┌─ LISTED ENTRIES

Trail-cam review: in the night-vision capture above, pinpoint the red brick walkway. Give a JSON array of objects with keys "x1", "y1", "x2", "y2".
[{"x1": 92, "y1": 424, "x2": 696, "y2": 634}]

└─
┌─ LISTED ENTRIES

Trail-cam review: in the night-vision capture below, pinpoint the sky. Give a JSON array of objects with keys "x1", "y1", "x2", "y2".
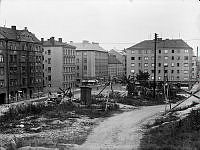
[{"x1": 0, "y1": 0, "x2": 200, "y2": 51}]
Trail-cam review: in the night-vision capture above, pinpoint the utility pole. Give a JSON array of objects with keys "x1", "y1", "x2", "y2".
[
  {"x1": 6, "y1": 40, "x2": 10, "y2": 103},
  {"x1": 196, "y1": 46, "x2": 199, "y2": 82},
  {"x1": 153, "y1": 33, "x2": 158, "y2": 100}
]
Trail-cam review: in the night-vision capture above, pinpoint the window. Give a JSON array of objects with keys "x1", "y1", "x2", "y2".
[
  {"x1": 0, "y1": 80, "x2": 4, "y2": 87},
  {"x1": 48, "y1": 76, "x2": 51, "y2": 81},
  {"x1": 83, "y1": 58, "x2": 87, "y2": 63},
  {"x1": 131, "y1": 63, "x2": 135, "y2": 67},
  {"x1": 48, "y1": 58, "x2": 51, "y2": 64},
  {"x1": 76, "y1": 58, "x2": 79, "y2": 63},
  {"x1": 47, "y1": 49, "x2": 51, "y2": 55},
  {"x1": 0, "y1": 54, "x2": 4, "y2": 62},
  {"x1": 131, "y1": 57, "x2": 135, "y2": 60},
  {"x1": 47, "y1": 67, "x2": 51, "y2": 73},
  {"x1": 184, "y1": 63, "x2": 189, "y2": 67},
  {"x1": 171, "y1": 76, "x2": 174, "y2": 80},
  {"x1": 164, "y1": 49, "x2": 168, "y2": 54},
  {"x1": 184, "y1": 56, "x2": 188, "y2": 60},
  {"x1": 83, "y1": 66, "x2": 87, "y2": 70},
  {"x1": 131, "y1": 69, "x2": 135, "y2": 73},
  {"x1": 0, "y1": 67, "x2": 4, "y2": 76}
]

└─

→ SHORT PROBLEM
Show every line of the items above that contains the word "review".

→ TASK RESPONSE
Trail-cam review: in the night-vision capture above, pinpoint the red brick walkway. Give a JSON array of objects with keys "x1", "y1", "x2", "y2".
Trail-cam review: in the night-vision capture below, pinpoint the sky. Give a JSON array of objects with keys "x1", "y1", "x2", "y2".
Trail-cam review: in the night-vision capture above, pinpoint the utility pole. Give a JSON array of objects with keys "x1", "y1", "x2", "y2".
Trail-cam review: in the night-vision capture above, pinpoint the window. Give a JSON array of objects with keys "x1", "y1", "x2", "y2".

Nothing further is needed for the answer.